● PROBLEM DETAILS
The records that follow are to be repeated in full, with no pictures retained.

RECORDS Start Marker

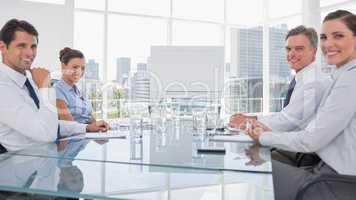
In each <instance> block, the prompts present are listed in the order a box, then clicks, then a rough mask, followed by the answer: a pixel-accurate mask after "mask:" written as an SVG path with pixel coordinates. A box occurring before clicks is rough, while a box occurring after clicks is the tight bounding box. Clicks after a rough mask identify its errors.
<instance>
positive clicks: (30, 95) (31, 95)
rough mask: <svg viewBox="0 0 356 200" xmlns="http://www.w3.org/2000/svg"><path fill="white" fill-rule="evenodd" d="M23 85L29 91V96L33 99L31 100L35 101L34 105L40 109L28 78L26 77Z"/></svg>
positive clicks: (30, 83)
mask: <svg viewBox="0 0 356 200" xmlns="http://www.w3.org/2000/svg"><path fill="white" fill-rule="evenodd" d="M25 85H26V87H27V90H28V91H29V92H30V97H31V98H32V99H33V101H34V102H35V104H36V106H37V108H38V109H40V101H39V100H38V97H37V95H36V93H35V90H34V89H33V87H32V85H31V83H30V81H29V80H28V78H27V79H26V82H25Z"/></svg>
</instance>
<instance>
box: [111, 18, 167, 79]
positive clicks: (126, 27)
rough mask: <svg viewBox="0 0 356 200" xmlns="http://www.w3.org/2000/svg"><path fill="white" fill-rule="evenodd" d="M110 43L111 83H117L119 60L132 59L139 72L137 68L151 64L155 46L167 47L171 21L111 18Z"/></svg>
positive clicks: (130, 63) (156, 19) (132, 66)
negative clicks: (167, 22)
mask: <svg viewBox="0 0 356 200" xmlns="http://www.w3.org/2000/svg"><path fill="white" fill-rule="evenodd" d="M108 41H109V42H108V61H109V62H108V70H109V72H110V73H108V79H109V80H116V79H117V78H120V77H117V74H118V73H117V68H118V67H120V66H118V65H117V64H118V59H119V58H122V57H125V58H129V60H130V65H131V69H132V70H133V71H136V68H137V64H139V63H141V64H147V59H148V57H149V56H150V47H151V46H152V45H166V44H167V20H163V19H155V18H145V17H131V16H121V15H109V20H108ZM118 76H120V74H118Z"/></svg>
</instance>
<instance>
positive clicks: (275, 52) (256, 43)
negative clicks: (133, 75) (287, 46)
mask: <svg viewBox="0 0 356 200" xmlns="http://www.w3.org/2000/svg"><path fill="white" fill-rule="evenodd" d="M287 32H288V29H287V26H286V25H282V26H281V27H279V28H276V27H271V28H270V29H269V42H270V43H269V53H270V55H269V67H270V76H271V79H274V80H275V79H278V80H281V81H283V80H289V79H290V69H289V67H288V64H287V61H286V56H285V55H286V54H285V48H284V47H285V36H286V34H287ZM231 42H232V50H231V65H232V67H235V68H236V69H237V77H238V78H249V77H254V78H258V77H260V78H262V65H263V29H262V27H255V28H247V29H231Z"/></svg>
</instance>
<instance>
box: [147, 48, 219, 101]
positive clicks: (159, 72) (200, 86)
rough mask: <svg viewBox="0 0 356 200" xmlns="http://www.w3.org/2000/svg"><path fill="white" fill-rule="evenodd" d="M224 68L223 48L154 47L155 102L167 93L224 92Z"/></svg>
mask: <svg viewBox="0 0 356 200" xmlns="http://www.w3.org/2000/svg"><path fill="white" fill-rule="evenodd" d="M223 66H224V48H223V47H222V46H151V56H150V59H149V65H148V70H149V72H150V73H151V82H150V85H151V98H154V99H157V98H161V97H164V96H165V95H166V94H167V91H187V92H191V91H202V92H209V93H211V92H218V91H221V90H222V87H223V82H224V80H223V78H224V67H223Z"/></svg>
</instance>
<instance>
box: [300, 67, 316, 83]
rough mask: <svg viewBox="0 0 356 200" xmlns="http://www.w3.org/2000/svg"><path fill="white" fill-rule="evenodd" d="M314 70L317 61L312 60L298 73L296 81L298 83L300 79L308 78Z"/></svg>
mask: <svg viewBox="0 0 356 200" xmlns="http://www.w3.org/2000/svg"><path fill="white" fill-rule="evenodd" d="M314 70H316V66H315V62H312V63H310V64H309V65H307V66H305V67H304V68H303V69H301V70H300V71H299V72H297V73H296V75H295V81H296V82H297V83H298V81H303V80H305V79H306V78H311V76H310V73H312V72H313V71H314Z"/></svg>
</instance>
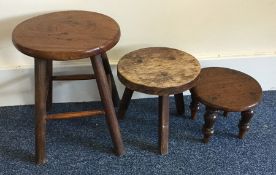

RECORDS End Marker

● RESULT FOR THIS TASK
In each <instance> block, the prompts present are listed in the order a box, then clicks, then a rough mask, followed by the answer: a pixel-accurate mask after "mask:" written as an SVG path with pixel coordinates. A box occurring before clicks is rough, while a box occurring after clicks is the tight bounding box. Clicks after a rough mask identify its errors.
<instance>
positive clicks: (30, 95) (31, 95)
rough mask: <svg viewBox="0 0 356 200" xmlns="http://www.w3.org/2000/svg"><path fill="white" fill-rule="evenodd" d="M23 85L29 91V96L33 99L31 100L35 101L34 105L40 109L28 78L26 77Z"/></svg>
positive clicks: (30, 83)
mask: <svg viewBox="0 0 356 200" xmlns="http://www.w3.org/2000/svg"><path fill="white" fill-rule="evenodd" d="M25 85H26V87H27V90H28V91H29V92H30V97H31V98H32V99H33V101H34V102H35V104H36V106H37V108H38V109H40V101H39V100H38V97H37V95H36V93H35V90H34V89H33V87H32V85H31V83H30V81H29V80H28V78H27V79H26V82H25Z"/></svg>
</instance>
<instance>
box: [111, 18, 167, 79]
positive clicks: (126, 27)
rough mask: <svg viewBox="0 0 356 200" xmlns="http://www.w3.org/2000/svg"><path fill="white" fill-rule="evenodd" d="M110 43L111 83H117L119 60L132 59L139 72L137 68L151 64L155 46L167 47L171 21L111 18Z"/></svg>
positive clicks: (130, 63) (156, 19) (132, 66)
negative clicks: (167, 22)
mask: <svg viewBox="0 0 356 200" xmlns="http://www.w3.org/2000/svg"><path fill="white" fill-rule="evenodd" d="M108 41H109V42H108V61H109V62H108V70H109V72H110V73H108V79H109V80H116V79H117V78H120V77H117V74H118V73H117V68H118V67H120V66H118V65H117V64H118V59H119V58H122V57H125V58H129V60H130V65H131V69H132V70H133V71H136V68H137V64H139V63H141V64H147V59H148V57H149V56H150V47H151V46H152V45H166V44H167V20H163V19H155V18H145V17H131V16H121V15H109V20H108ZM118 76H120V74H118Z"/></svg>
</instance>
<instance>
positive clicks: (275, 52) (256, 43)
negative clicks: (133, 75) (287, 46)
mask: <svg viewBox="0 0 356 200" xmlns="http://www.w3.org/2000/svg"><path fill="white" fill-rule="evenodd" d="M287 32H288V29H287V26H286V25H282V26H281V27H279V28H276V27H271V28H270V29H269V42H270V43H269V53H270V55H269V67H270V76H271V79H274V80H275V79H278V80H281V81H283V80H289V79H290V69H289V67H288V64H287V61H286V56H285V55H286V54H285V48H284V47H285V36H286V34H287ZM231 42H232V50H231V65H232V67H235V68H236V69H237V77H238V78H249V77H254V78H258V77H260V78H262V65H263V29H262V27H255V28H247V29H231Z"/></svg>
</instance>
<instance>
box: [147, 48, 219, 101]
positive clicks: (159, 72) (200, 86)
rough mask: <svg viewBox="0 0 356 200" xmlns="http://www.w3.org/2000/svg"><path fill="white" fill-rule="evenodd" d="M224 68L223 48L154 47L155 102L167 93L224 92Z"/></svg>
mask: <svg viewBox="0 0 356 200" xmlns="http://www.w3.org/2000/svg"><path fill="white" fill-rule="evenodd" d="M223 66H224V48H223V47H222V46H151V56H150V59H149V65H148V70H149V72H150V73H151V82H150V85H151V98H154V99H157V98H161V97H164V96H165V95H166V94H167V91H187V92H191V91H202V92H209V93H211V92H218V91H221V90H222V87H223V82H224V80H223V78H224V67H223Z"/></svg>
</instance>
<instance>
box: [300, 67, 316, 83]
rough mask: <svg viewBox="0 0 356 200" xmlns="http://www.w3.org/2000/svg"><path fill="white" fill-rule="evenodd" d="M314 70L317 61L312 60L298 73L296 81L298 83L300 79L308 78Z"/></svg>
mask: <svg viewBox="0 0 356 200" xmlns="http://www.w3.org/2000/svg"><path fill="white" fill-rule="evenodd" d="M314 70H316V66H315V62H312V63H310V64H309V65H307V66H305V67H304V68H303V69H301V70H300V71H299V72H297V73H296V75H295V81H296V82H297V83H298V81H303V80H305V79H306V78H311V76H310V73H312V72H313V71H314Z"/></svg>
</instance>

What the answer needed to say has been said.